------ Exercise input ------

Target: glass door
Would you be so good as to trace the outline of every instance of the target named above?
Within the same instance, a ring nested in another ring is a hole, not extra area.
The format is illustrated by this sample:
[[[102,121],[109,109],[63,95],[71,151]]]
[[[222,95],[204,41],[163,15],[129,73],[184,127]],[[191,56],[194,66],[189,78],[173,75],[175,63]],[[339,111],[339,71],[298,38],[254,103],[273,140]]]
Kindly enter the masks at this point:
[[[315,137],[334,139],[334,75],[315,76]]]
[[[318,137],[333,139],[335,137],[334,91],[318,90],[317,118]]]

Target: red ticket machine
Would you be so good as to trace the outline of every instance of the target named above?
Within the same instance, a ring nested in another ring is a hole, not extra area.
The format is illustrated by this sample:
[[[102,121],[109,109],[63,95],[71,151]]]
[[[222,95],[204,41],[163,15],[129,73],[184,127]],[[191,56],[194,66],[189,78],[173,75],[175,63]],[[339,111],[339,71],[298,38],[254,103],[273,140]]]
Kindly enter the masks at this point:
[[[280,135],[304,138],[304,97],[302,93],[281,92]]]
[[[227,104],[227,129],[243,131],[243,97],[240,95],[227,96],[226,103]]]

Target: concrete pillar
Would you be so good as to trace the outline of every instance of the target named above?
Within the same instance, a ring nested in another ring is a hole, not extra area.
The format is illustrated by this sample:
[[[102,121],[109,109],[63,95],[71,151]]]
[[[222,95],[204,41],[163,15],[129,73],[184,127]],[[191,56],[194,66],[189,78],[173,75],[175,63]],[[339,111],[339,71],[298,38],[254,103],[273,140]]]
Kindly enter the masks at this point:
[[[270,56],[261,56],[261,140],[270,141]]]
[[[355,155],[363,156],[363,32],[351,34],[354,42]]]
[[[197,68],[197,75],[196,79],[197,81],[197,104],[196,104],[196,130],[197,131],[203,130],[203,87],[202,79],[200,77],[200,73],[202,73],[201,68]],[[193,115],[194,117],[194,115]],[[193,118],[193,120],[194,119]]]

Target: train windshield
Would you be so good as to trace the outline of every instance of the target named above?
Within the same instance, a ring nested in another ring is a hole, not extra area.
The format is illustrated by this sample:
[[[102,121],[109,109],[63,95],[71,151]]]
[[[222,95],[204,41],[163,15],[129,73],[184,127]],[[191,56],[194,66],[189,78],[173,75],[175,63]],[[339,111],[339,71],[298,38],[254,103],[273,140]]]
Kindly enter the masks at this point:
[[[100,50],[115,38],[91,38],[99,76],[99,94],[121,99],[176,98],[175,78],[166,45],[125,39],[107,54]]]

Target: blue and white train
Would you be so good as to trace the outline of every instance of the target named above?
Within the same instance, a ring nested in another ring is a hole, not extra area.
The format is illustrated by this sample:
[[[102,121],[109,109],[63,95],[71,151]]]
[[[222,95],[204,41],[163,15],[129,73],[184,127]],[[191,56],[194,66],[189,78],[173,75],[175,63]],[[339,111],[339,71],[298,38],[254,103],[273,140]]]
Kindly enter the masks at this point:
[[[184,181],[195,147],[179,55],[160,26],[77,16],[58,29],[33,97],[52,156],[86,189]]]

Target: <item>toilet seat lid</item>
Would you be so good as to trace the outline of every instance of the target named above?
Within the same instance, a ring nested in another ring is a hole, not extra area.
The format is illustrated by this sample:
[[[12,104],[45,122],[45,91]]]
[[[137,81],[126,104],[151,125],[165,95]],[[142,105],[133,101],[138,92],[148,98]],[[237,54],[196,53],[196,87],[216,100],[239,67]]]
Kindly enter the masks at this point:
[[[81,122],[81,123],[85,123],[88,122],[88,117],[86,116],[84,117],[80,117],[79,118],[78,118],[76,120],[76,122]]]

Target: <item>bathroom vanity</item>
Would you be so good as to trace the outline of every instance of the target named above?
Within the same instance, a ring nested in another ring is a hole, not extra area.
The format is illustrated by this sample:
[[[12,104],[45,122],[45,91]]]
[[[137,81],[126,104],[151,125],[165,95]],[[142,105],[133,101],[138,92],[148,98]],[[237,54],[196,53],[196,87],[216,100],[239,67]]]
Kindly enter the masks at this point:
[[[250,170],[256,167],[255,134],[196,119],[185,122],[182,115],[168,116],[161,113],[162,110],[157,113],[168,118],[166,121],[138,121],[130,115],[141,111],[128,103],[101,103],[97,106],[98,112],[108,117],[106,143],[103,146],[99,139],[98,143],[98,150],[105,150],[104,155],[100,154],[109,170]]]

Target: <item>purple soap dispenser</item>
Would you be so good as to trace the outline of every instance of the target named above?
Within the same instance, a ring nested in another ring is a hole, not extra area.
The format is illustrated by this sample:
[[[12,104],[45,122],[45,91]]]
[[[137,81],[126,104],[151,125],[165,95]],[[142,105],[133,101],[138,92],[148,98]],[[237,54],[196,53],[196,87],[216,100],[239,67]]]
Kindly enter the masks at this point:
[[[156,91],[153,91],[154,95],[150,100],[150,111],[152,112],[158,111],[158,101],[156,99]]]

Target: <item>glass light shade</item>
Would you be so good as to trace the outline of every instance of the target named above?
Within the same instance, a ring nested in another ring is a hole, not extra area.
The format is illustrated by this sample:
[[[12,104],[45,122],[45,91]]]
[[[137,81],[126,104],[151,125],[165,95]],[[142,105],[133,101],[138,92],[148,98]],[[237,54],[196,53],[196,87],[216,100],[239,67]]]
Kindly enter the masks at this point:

------

Set task:
Reproduce the listing from its first line through the line containing "[[[318,137],[333,139],[335,137],[334,91],[318,90],[317,118]]]", requests included, and offset every coordinate in the answer outlines by adding 39 to it.

Final result:
Target: glass door
Would you be so good as to trace the outline of every instance of the target named above?
Within the same instance, a ring nested in another ring is a hole, not extra area.
The format is illustrated by this sample:
[[[102,121],[109,109],[63,95],[71,151]]]
[[[222,95],[204,41],[163,15],[129,73],[184,127]],[[191,56],[194,66],[189,78],[173,75],[175,63]],[[339,111],[339,71],[298,38],[254,103],[273,140]]]
Kindly enter the masks at this point:
[[[354,176],[373,178],[373,114],[354,115]]]
[[[357,176],[372,178],[374,176],[373,130],[357,129],[356,157]]]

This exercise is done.